• _Set tasks_:
• 1. In the press release on World Vision's food assistance report, how many people was World Vision contracted to provide food assistance to in the year to September 2014?
• 2. Extend the press release about World Vision's food assistance report, picking up after its final sentence.

EU leaders can save millions of children from hunger - World Vision report

Tuesday, February 2, 2016

·       Food assistance system straining under massive humanitarian need.

·       Millions of children are being pushed into extreme hunger  by one of the worst El Niños on record

·       EU Member States should prioritise Sustainable Development Goal 2 to end hunger and malnutrition in all its forms

 

BRUSSELS, 26 January 2016 –Today, World Vision, the largest partner of the World Food Programme called on the EU and its member states to prioritise both food assistance to children to mitigate the impact of El Niño and resilience programs to end hunger and malnutrition in all its forms.

 

Some 11 million children in Africa will face hunger as a result of the strongest El Nino in decades[1]. World Vision is calling for rapid and effective action by the EU and its Member States to tackle this issue

 

At the launch of World Vision’s report “When there is no food assistance: Breaking our promise to the world’s most vulnerable children in the European Parliament today, representatives from the European Parliament (Heidi Hautala, hosting MEP), the European Commission (DG DEVCO and DG ECHO), the European External Action Service, the World Food Programme and aid agencies such as Care International, Oxfam and Save the Children will discuss what happens when the food assistance that people depend on does not arrive.

 

The Report states that 100 million of the world’s most vulnerable people require international food assistance every year, but that funding gaps are increasingly leaving the most desperate with little or nothing. World Vision reveals in the report that it was contracted to provide food assistance to 10.3 million people in 35 countries in the year to September 2014 but only received enough resources to help 8 million people - leaving some 2.3 million people without critical food and nutrition support. Almost 1.4 million of those affected were children.

 

The report focuses on families living in Eastern Democratic Republic of Congo (DRC), Niger and Somalia who were promised help that didn’t arrive.

• _Data segment_:
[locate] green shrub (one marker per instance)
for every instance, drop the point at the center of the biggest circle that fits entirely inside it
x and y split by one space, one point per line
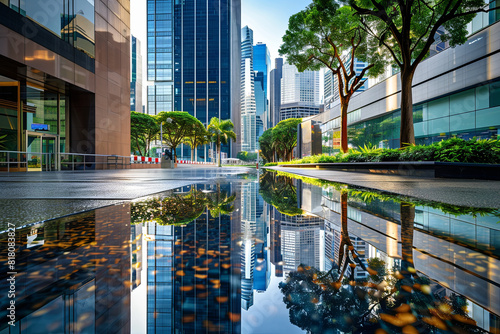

• _Responses_:
• 1. 10.3 million people in 35 countries.

• 2.
In Somalia and DRC children benefit from school meal programmes that ensure children don’t miss out on education. But children and teachers reported that when food was not available children’s studies suffered, they became unresponsive and were less likely to attend school. One Somali mother said: “Children don’t play when they don’t eat at school. They are always around the home, tired and hungry and I cannot provide enough food.”

 

Sheri Arnott, World Vision’s Director, Research, Policy & Strategy for Food Assistance, says: “Millions of the world’s most desperate children are already going without the food assistance that has been promised to them. I’m deeply worried that El Nino and increasing extreme climate events are going to push millions more people over the edge into extreme hunger or worse.”

 

World Vision’s report calls for a better response to humanitarian appeals linked to El Nino related crises. It also calls for governments and donors to urgently pledge funds to the $100 billion a year (by 2020) Green Climate Fund and to disperse the funds as quickly as possible to help countries impacted by climate change.

 

“There are ways to ensure no child goes to bed hungry,” says Justin Byworth, World Vision Brussels’ Executive Director “By protecting livelihoods and implementing sustainable, resilient and profitable agricultural livelihood strategies for smallholder farmers, the EU and its Member States could respond more effectively to food shortages in partner countries and prevent millions of children and their communities from experiencing hunger”.

 

Key facts:

•           At last count 795 million people around the world, or one in nine, regularly don’t have enough nutritious food to eat each day. (FAO, WFP and IFAD (2015))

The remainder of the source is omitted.